-- Start --

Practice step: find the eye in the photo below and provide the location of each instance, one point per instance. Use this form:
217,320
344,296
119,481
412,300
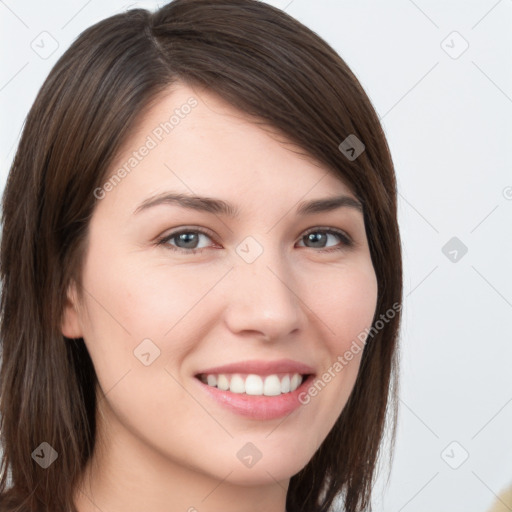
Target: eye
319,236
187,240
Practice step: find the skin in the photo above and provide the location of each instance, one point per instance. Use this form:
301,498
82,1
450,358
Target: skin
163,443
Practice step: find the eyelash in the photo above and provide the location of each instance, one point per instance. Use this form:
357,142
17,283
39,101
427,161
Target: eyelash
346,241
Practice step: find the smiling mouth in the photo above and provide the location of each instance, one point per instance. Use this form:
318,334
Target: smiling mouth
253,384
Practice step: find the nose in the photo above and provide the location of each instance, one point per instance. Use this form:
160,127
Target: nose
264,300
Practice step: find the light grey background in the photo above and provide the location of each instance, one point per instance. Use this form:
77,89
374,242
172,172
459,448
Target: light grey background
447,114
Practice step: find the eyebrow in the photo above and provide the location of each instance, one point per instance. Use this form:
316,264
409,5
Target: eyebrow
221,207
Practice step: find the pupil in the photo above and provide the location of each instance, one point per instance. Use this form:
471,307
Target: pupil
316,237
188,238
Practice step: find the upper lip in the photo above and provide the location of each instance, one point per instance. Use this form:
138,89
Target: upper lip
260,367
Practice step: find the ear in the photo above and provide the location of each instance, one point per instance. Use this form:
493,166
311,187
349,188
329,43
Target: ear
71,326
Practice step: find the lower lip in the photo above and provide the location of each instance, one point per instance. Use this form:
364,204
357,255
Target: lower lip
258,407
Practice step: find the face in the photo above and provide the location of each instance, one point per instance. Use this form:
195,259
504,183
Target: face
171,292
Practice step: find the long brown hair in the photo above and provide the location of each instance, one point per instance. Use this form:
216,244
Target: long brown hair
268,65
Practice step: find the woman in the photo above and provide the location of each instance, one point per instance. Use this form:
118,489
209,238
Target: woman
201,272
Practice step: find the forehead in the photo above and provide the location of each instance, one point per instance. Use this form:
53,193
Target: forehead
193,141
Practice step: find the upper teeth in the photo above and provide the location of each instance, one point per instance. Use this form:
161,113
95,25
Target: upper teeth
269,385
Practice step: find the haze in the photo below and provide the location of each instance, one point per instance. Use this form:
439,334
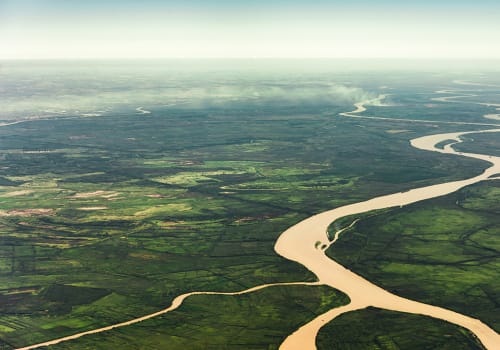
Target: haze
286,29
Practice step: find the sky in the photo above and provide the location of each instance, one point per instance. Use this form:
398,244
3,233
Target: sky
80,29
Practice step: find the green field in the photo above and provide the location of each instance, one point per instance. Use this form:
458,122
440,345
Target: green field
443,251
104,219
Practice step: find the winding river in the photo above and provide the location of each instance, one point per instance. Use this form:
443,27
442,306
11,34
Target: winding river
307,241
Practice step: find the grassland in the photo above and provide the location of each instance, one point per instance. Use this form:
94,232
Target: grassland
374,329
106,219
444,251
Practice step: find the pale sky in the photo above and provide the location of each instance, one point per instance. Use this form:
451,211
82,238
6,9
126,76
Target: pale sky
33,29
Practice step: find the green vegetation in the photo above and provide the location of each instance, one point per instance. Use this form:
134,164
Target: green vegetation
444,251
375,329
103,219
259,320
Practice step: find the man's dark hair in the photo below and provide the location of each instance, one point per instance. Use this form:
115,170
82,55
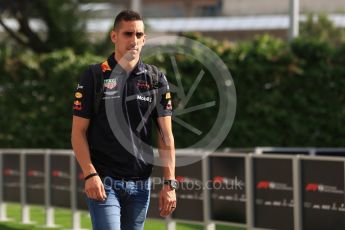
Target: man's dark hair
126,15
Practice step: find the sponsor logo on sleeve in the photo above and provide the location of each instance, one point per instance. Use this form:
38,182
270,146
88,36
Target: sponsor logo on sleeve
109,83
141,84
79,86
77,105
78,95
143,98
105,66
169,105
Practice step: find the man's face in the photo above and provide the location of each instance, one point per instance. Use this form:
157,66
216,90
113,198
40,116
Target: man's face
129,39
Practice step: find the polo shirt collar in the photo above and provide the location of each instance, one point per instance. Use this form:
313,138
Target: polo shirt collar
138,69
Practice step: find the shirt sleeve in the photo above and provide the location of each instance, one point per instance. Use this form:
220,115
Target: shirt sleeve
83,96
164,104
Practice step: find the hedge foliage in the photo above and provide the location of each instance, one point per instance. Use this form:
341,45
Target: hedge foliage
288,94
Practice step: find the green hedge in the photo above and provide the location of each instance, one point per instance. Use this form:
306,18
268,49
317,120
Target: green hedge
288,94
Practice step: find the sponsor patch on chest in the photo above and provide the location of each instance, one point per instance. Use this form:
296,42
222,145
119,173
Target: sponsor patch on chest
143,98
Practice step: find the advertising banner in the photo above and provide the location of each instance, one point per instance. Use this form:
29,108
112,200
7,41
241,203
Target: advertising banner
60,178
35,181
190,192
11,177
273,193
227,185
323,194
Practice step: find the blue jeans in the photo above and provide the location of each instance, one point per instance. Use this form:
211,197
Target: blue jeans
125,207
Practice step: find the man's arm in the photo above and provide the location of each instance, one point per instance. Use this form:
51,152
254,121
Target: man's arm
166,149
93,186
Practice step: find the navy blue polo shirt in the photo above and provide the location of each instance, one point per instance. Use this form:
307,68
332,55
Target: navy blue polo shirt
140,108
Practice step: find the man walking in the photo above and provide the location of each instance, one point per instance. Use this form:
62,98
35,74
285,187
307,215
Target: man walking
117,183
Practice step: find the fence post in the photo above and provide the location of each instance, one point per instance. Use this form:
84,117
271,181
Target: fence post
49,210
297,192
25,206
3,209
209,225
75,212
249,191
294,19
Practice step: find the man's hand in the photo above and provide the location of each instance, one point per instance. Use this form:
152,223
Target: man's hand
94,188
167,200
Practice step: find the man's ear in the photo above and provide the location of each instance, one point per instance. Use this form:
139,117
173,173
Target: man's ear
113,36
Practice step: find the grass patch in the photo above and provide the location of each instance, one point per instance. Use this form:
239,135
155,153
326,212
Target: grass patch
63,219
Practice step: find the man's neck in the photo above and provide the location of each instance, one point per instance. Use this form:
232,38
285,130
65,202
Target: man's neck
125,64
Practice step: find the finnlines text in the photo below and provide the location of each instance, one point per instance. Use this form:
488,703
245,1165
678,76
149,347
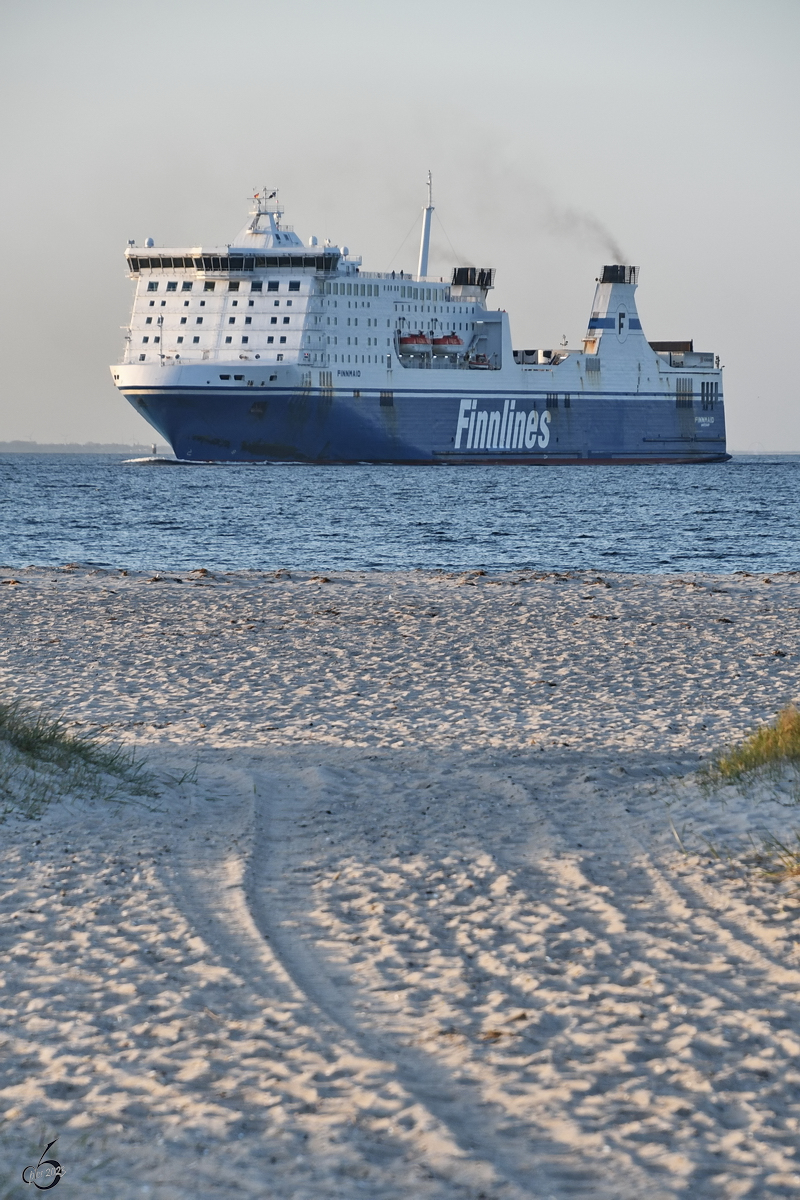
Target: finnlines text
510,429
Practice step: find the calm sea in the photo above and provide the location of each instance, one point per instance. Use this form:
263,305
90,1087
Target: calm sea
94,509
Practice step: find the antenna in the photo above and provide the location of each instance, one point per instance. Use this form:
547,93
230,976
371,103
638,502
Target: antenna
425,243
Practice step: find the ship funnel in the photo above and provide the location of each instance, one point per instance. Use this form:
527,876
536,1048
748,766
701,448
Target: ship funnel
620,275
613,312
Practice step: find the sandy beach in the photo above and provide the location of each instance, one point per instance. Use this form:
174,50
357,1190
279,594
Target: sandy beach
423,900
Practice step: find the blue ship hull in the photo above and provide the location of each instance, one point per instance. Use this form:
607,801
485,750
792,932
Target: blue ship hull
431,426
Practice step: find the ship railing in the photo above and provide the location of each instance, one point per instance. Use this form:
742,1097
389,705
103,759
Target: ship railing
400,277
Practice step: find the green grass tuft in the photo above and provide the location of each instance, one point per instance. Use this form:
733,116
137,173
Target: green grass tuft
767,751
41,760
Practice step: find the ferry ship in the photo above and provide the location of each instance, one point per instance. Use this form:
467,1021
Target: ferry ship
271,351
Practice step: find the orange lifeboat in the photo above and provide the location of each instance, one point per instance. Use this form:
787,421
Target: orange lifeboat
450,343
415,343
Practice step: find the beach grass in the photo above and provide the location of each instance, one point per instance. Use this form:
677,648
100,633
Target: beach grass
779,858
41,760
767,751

-- End --
-- Start --

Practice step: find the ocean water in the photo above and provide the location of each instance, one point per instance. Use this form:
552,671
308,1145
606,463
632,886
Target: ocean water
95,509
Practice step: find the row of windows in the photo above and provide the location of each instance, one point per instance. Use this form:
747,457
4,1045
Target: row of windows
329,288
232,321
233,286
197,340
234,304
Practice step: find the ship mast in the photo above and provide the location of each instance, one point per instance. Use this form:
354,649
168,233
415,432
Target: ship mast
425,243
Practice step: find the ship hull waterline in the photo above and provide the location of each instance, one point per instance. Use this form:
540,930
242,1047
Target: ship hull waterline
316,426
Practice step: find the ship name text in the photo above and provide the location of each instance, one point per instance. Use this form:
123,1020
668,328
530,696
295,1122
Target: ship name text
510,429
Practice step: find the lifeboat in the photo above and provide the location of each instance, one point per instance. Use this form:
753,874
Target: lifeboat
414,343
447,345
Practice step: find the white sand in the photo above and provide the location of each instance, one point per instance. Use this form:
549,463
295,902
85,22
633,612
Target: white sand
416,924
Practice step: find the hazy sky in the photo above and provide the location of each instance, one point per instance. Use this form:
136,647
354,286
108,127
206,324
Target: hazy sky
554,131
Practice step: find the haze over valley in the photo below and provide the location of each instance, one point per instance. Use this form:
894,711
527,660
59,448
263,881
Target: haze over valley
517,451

-- End --
-- Start --

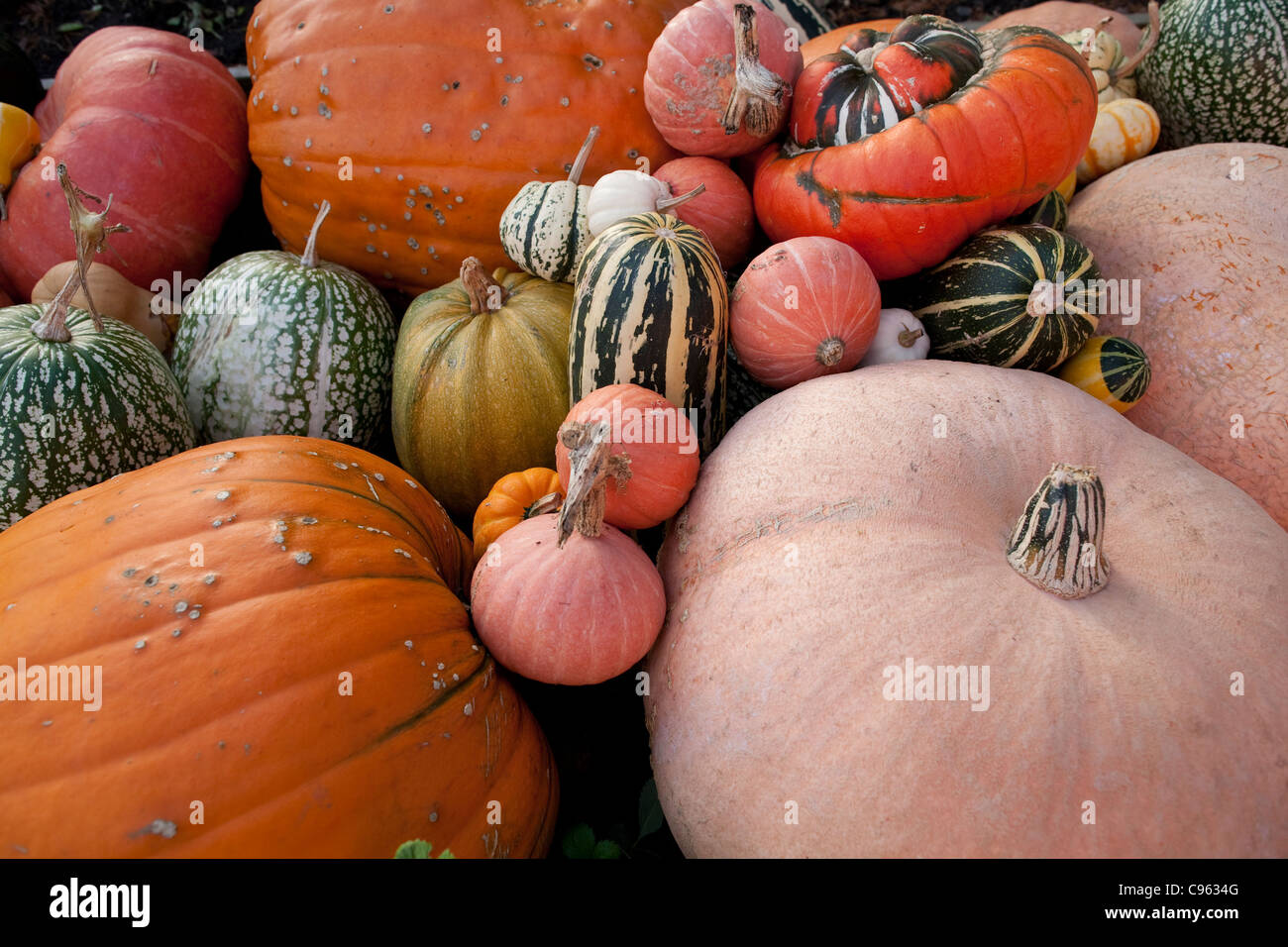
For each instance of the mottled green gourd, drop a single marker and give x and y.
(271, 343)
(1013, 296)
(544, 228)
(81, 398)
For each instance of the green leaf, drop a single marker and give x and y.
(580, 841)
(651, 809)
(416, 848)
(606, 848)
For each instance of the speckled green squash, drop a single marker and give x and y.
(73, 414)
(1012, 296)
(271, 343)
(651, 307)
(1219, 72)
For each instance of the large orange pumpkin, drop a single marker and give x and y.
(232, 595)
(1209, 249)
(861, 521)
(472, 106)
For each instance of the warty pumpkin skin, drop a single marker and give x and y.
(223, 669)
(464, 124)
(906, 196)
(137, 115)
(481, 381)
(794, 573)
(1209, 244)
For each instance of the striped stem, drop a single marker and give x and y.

-- End --

■ **Stated problem**: Please recast the records as a Markdown table, starting with the line that contains "For each instance of the large" and going on through the line that contains "For each instance of the striped". Use the columns "Entry" and "Record line", number each row in the first column, and leave out any blank lines.

■ **Output of the exercise**:
| Entry | Record line |
|---|---|
| 1 | For each instance of the large orange pumpkin, drop a single marker and give x and y. |
| 2 | (232, 595) |
| 3 | (1209, 249) |
| 4 | (861, 521) |
| 5 | (472, 106) |
| 6 | For each instance of the warty pumpkin skin, drop a single marker and give x and y. |
| 7 | (223, 669) |
| 8 | (464, 124) |
| 9 | (906, 196) |
| 10 | (137, 115) |
| 11 | (481, 381) |
| 12 | (794, 573) |
| 13 | (1209, 244) |
| 14 | For each instance of the striped stem, drop a single marker and give x and y. |